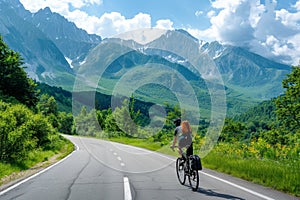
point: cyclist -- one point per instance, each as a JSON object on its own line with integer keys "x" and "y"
{"x": 183, "y": 133}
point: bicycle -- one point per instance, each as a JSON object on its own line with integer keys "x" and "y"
{"x": 183, "y": 170}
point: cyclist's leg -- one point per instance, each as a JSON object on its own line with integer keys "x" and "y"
{"x": 190, "y": 150}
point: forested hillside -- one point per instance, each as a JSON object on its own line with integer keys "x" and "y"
{"x": 29, "y": 123}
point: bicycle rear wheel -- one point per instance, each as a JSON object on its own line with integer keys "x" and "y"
{"x": 194, "y": 179}
{"x": 180, "y": 170}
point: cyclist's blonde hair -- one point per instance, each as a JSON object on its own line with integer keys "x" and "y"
{"x": 186, "y": 127}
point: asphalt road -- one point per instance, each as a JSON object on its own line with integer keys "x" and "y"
{"x": 106, "y": 170}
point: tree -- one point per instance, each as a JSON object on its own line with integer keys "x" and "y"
{"x": 288, "y": 105}
{"x": 13, "y": 79}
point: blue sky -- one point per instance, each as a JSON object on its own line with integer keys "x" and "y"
{"x": 268, "y": 27}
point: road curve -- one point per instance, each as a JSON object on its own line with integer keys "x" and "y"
{"x": 106, "y": 170}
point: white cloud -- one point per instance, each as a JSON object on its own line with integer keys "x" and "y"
{"x": 164, "y": 24}
{"x": 61, "y": 6}
{"x": 107, "y": 25}
{"x": 198, "y": 13}
{"x": 211, "y": 13}
{"x": 297, "y": 5}
{"x": 113, "y": 23}
{"x": 259, "y": 27}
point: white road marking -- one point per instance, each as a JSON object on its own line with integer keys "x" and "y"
{"x": 239, "y": 187}
{"x": 127, "y": 191}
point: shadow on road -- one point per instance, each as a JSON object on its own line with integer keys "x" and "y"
{"x": 212, "y": 193}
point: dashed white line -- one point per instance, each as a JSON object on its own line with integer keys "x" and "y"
{"x": 127, "y": 191}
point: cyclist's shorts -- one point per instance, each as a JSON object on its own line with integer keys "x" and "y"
{"x": 184, "y": 141}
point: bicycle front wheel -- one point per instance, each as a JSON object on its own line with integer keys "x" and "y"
{"x": 194, "y": 180}
{"x": 180, "y": 170}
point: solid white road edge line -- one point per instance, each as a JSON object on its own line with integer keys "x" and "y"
{"x": 239, "y": 187}
{"x": 217, "y": 178}
{"x": 35, "y": 175}
{"x": 127, "y": 191}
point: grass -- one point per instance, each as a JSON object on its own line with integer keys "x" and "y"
{"x": 37, "y": 158}
{"x": 280, "y": 175}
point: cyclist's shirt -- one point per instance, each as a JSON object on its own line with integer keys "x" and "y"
{"x": 178, "y": 131}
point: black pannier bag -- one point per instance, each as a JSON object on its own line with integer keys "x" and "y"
{"x": 195, "y": 162}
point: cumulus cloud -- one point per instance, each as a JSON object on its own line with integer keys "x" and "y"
{"x": 107, "y": 25}
{"x": 259, "y": 27}
{"x": 199, "y": 13}
{"x": 61, "y": 6}
{"x": 164, "y": 24}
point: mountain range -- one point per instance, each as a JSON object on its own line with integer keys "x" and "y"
{"x": 55, "y": 51}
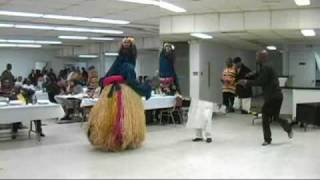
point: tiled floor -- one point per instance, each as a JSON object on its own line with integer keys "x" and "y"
{"x": 167, "y": 153}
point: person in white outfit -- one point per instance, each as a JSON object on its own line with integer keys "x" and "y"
{"x": 200, "y": 119}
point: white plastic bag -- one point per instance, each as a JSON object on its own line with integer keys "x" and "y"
{"x": 236, "y": 104}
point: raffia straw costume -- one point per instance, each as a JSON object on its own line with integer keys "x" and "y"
{"x": 117, "y": 121}
{"x": 168, "y": 77}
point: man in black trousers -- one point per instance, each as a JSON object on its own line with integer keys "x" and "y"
{"x": 268, "y": 80}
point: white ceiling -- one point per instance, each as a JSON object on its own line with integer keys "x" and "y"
{"x": 246, "y": 39}
{"x": 205, "y": 6}
{"x": 145, "y": 18}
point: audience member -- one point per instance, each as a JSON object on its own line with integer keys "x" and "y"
{"x": 229, "y": 85}
{"x": 7, "y": 80}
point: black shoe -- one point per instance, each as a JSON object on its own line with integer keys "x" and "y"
{"x": 244, "y": 112}
{"x": 290, "y": 134}
{"x": 197, "y": 139}
{"x": 13, "y": 137}
{"x": 266, "y": 143}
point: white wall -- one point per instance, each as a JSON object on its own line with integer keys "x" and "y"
{"x": 215, "y": 55}
{"x": 23, "y": 60}
{"x": 147, "y": 63}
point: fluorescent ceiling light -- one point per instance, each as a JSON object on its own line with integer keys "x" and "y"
{"x": 201, "y": 35}
{"x": 6, "y": 25}
{"x": 21, "y": 14}
{"x": 87, "y": 38}
{"x": 41, "y": 27}
{"x": 22, "y": 45}
{"x": 59, "y": 28}
{"x": 62, "y": 17}
{"x": 111, "y": 54}
{"x": 88, "y": 56}
{"x": 272, "y": 48}
{"x": 160, "y": 3}
{"x": 107, "y": 21}
{"x": 73, "y": 37}
{"x": 302, "y": 2}
{"x": 150, "y": 2}
{"x": 20, "y": 41}
{"x": 48, "y": 42}
{"x": 29, "y": 45}
{"x": 308, "y": 32}
{"x": 171, "y": 7}
{"x": 101, "y": 38}
{"x": 23, "y": 41}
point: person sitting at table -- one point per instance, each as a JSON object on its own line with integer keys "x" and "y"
{"x": 19, "y": 81}
{"x": 117, "y": 121}
{"x": 168, "y": 78}
{"x": 25, "y": 96}
{"x": 53, "y": 89}
{"x": 7, "y": 81}
{"x": 93, "y": 88}
{"x": 74, "y": 87}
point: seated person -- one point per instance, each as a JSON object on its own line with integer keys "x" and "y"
{"x": 25, "y": 96}
{"x": 93, "y": 88}
{"x": 27, "y": 84}
{"x": 53, "y": 89}
{"x": 19, "y": 81}
{"x": 74, "y": 87}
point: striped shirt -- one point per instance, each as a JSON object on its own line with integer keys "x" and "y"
{"x": 229, "y": 80}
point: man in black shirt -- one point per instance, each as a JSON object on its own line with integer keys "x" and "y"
{"x": 268, "y": 80}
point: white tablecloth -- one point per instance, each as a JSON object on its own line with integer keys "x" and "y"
{"x": 42, "y": 95}
{"x": 62, "y": 98}
{"x": 155, "y": 102}
{"x": 21, "y": 113}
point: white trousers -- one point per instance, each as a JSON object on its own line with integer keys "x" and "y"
{"x": 203, "y": 133}
{"x": 245, "y": 104}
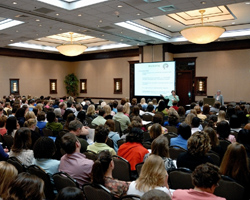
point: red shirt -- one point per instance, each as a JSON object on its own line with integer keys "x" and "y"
{"x": 133, "y": 152}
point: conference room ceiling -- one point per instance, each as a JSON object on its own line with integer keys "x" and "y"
{"x": 114, "y": 24}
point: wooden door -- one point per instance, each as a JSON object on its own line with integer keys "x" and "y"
{"x": 184, "y": 87}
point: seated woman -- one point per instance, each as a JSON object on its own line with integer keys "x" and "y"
{"x": 21, "y": 146}
{"x": 184, "y": 132}
{"x": 198, "y": 146}
{"x": 132, "y": 150}
{"x": 44, "y": 149}
{"x": 8, "y": 174}
{"x": 102, "y": 174}
{"x": 235, "y": 165}
{"x": 101, "y": 136}
{"x": 160, "y": 147}
{"x": 205, "y": 179}
{"x": 112, "y": 134}
{"x": 26, "y": 186}
{"x": 153, "y": 175}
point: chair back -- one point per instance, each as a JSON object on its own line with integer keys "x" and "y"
{"x": 118, "y": 127}
{"x": 215, "y": 158}
{"x": 39, "y": 172}
{"x": 62, "y": 180}
{"x": 174, "y": 151}
{"x": 47, "y": 132}
{"x": 8, "y": 141}
{"x": 171, "y": 129}
{"x": 138, "y": 168}
{"x": 90, "y": 155}
{"x": 96, "y": 192}
{"x": 17, "y": 163}
{"x": 180, "y": 179}
{"x": 229, "y": 189}
{"x": 121, "y": 170}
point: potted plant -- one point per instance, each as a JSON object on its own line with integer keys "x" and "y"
{"x": 71, "y": 82}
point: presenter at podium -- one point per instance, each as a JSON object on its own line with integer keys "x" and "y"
{"x": 171, "y": 98}
{"x": 219, "y": 97}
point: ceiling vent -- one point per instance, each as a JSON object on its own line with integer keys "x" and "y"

==*==

WHAT IS REQUIRED - Copy exactly. The range runs from the line containing "point: presenter at" through the last line of the data.

EXERCISE RESULT -
point: presenter at podium -- one point per instance, each as a JSON object on its own line with integer keys "x" and "y"
{"x": 171, "y": 98}
{"x": 219, "y": 97}
point: ceiling vent -- one point per instance, each as a JSON object on its own line with integer keys "x" and "y"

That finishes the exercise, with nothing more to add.